Exact transcription of the following records is needed, with every picture dropped.

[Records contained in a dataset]
.....

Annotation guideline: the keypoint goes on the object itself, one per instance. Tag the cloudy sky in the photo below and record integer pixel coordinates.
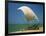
(16, 16)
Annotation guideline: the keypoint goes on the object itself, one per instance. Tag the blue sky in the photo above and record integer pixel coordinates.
(16, 16)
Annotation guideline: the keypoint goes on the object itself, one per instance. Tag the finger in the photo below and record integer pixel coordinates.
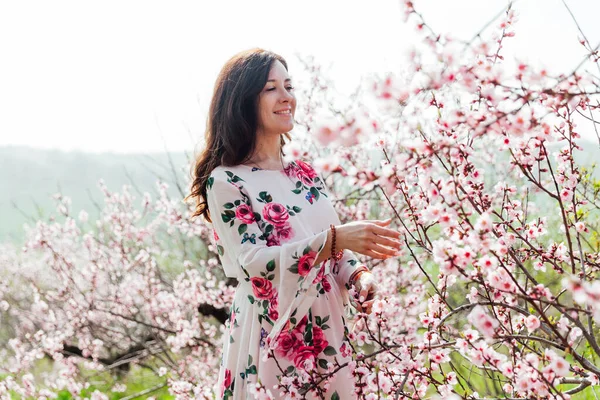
(363, 294)
(367, 304)
(381, 231)
(383, 250)
(386, 241)
(373, 254)
(379, 221)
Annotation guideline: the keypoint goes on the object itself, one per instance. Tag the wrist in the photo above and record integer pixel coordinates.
(340, 242)
(357, 274)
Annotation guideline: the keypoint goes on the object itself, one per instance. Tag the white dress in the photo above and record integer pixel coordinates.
(269, 226)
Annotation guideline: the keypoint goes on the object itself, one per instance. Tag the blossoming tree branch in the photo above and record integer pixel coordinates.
(496, 292)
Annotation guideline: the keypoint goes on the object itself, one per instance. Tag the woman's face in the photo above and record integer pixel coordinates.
(276, 102)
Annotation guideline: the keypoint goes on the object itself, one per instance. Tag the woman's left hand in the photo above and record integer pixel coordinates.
(366, 287)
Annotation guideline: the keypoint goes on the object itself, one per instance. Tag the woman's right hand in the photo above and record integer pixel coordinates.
(369, 237)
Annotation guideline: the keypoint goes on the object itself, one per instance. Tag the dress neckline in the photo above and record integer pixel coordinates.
(254, 168)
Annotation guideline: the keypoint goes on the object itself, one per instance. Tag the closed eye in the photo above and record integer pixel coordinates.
(288, 88)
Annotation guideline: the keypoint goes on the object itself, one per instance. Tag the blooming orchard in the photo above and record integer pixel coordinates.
(496, 292)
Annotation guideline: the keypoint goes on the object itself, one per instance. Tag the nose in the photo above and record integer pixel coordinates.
(287, 96)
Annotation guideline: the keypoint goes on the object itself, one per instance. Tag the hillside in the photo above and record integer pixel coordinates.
(30, 176)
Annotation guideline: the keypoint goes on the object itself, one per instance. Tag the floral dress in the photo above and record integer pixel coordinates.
(288, 313)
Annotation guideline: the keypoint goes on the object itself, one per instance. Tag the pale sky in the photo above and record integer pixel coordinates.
(116, 75)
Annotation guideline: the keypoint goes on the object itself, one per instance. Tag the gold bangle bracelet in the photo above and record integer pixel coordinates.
(356, 274)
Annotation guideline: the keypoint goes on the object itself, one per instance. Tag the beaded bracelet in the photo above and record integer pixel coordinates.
(335, 257)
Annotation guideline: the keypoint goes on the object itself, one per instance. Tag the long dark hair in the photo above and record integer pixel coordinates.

.....

RESPONSE TO THIS TASK:
Annotation guideline: the keypoint goes on the object itself, one per instance. Tag the cloudy sky in the photo below and record integer pixel coordinates.
(16, 16)
Annotation guideline: the keypoint goes on the object itself, one per instance. Tag the blue sky in the photo above and record integer pixel coordinates.
(16, 16)
Annotation guideline: the keypoint goes on the object itself, one per instance. Tag the finger in the photo below and record integer pixel coordinates.
(363, 294)
(367, 304)
(381, 231)
(383, 250)
(386, 241)
(373, 254)
(379, 221)
Annotation guideline: the keypoint goes on the object itself, one per instance. Tag the wrist in the photo above and record integer pixel coordinates.
(340, 242)
(357, 274)
Annotation guideline: the keypoint goes on the object itself, one per instance. Tag the white dress in the photo above and record integer pixel coordinates.
(269, 226)
Annotation guideline: the keypoint goes on the object itself, one per instance. Tag the blossoming tree branch in the photo above and record integer pixel coordinates.
(496, 292)
Annotation guideline: the keypoint goes on the object itself, one per instance. Tag the woman's face in the photo above and record integer pixel coordinates.
(276, 102)
Annotation guideline: the keypoint goes on the object itself, one per instance. Tag the woman's left hand in the photo above and record integer pixel coordinates.
(366, 287)
Annotation guideline: the keypoint goes on the object itself, one per instance. Tag the woman's right hand in the photo above and record integer pixel coordinates.
(369, 237)
Annotation guideline: the keypoint goes on the object itself, one per instance. Tag the dress neckline in the photo above and record integer pixel coordinates.
(254, 168)
Annotation guideline: the keypoint goes on the object itself, one per instance. Tag the closed eye in the photo above and record integer pixel coordinates.
(288, 88)
Annotation guideline: the keypoint goes on the object itself, one per instance. Tag the blooming orchard in the photo above and record integer pixel coordinates.
(496, 292)
Annotation guideline: the keypoint goes on the object itself, one per instance. Tag the nose in the photo above and record integer pixel coordinates.
(287, 96)
Annotation guideline: the keypoint goes on the object itself, one per instance. Tag the hillside in the photo above and record integer pixel coordinates.
(30, 176)
Annotation guideline: the keypoint goes on the object itself, one per instance. Tag the floral dress in the photo above and record integer pixel coordinates.
(288, 313)
Annotation guideline: the keypoint goes on the object itself, one per instance. Tag the pale sky in the photo above and record integer pixel coordinates.
(116, 75)
Annotation guideline: the keypoint goes on the object itself, one per instance. Tag the gold bangle bracelet in the photo above and record integer pixel coordinates.
(356, 274)
Annotation guideline: the keypoint goes on the object itself, one per instance. Tag the beaded bracelet in the photo above and record integer pixel coordinates.
(335, 257)
Annotation guideline: the keypoint goes on the object itself, one per instance. Tag the long dark hair in the photo above and record integer pixel coordinates.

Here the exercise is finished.